▸ Set of tasks
(1) Answer these questions using the OER passage:
(a) What download option was added to Open Author?
(b) How many school librarians, across how many states, took part in the guidebook study?
(c) What is the title of the chapter contributed to the Association of College and Research Libraries book?
(2) Reproduce the rows verbatim, from the line containing "Could you kindly pick out the orange" through the last row, inclusive.

═════ Reading text ═════

In addition to building out new libraries for our partners, we’ve been working hard to improve user experience across the OER Commons platform. For example, through our partnership with CAST, we continued to improve our tools for creating “born accessible” OER by updating Open Author with EPUB3 (braille-ready) download options, developing an accessibility checker, and conducting research around how best to describe accommodations for all users. The accessibility checker was just the start of a redesign of Open Author, the OER authoring tool embedded in OER Commons and on our partner OER libraries.
Focusing Our Research Around Impact
Drawing lessons from school districts and libraries, ISKME developed a free openly licensed guidebook to help school librarians and district officials develop a coherent roadmap for OER curation and implementation. The guidebook, School Librarians as OER Curators: A Framework to Guide Practice, is the result of a two-year research study supported by the Institute of Museum and Libraries Services (IMLS), and in partnership with Florida State University iSchool, library education experts, and 50 school librarians across 5 states (CA, FL, MI, NH, WA). Building on our research results, we also contributed a chapter, “Librarians as Leaders of Open Educational Practice,” to the Association of College and Research Libraries book, Applying Library Values to Emerging Technology.

═════ Recorded information ═════

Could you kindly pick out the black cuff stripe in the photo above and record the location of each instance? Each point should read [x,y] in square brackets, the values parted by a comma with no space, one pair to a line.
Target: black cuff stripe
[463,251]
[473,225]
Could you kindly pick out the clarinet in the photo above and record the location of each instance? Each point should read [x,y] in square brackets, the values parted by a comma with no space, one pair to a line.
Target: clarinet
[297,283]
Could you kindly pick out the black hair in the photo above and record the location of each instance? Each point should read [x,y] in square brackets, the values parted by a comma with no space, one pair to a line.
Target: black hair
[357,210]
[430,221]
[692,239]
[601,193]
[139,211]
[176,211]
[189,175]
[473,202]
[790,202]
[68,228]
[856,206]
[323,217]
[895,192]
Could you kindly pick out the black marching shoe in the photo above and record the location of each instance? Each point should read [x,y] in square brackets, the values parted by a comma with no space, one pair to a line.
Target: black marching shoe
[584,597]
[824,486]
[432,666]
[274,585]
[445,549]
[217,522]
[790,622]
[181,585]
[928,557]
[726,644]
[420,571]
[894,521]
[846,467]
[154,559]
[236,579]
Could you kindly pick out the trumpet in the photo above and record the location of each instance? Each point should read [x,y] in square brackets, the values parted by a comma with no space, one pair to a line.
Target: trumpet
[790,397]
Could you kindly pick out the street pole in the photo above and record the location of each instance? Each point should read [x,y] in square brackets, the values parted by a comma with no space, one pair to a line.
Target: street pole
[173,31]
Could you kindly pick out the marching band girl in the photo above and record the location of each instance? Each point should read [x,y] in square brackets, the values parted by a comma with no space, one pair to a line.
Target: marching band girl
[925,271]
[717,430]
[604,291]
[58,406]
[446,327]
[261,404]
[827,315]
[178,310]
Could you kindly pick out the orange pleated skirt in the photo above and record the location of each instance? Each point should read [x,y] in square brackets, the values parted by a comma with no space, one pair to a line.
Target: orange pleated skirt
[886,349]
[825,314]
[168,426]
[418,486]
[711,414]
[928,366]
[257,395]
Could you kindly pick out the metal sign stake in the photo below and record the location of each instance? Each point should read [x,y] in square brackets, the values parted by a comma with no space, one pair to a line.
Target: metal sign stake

═════

▸ Solutions below
(1)
(a) EPUB3 (braille-ready) download options.
(b) 50 school librarians across 5 states.
(c) "Librarians as Leaders of Open Educational Practice."

(2)
Could you kindly pick out the orange pleated skirt in the photo above and record the location of each instance? Each point should read [x,y] in square brackets, the values parted by a comma with no space, one pair to a line.
Target: orange pleated skirt
[886,349]
[825,314]
[168,426]
[418,486]
[711,414]
[928,366]
[257,395]
Could you kindly pick out the metal sign stake in the photo below and record the location of each instance? Each point should read [x,y] in square brackets, the values parted by a comma with no space, one pair to a line.
Target: metal sign stake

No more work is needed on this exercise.